● **Records for this exercise**:

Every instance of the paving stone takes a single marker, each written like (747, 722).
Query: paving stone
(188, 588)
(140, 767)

==

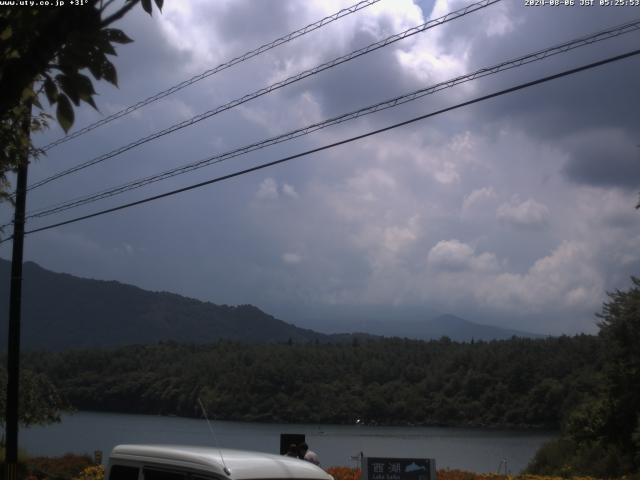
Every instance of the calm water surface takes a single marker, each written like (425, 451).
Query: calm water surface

● **Aim**:
Print the records between the lines holding "Every instance of the calm" and "Query: calm water surface", inclusive, reproducing them with no changes.

● **Exercise result**:
Every instance of the calm water surface takes a single marker, each written like (425, 451).
Query: calm water surface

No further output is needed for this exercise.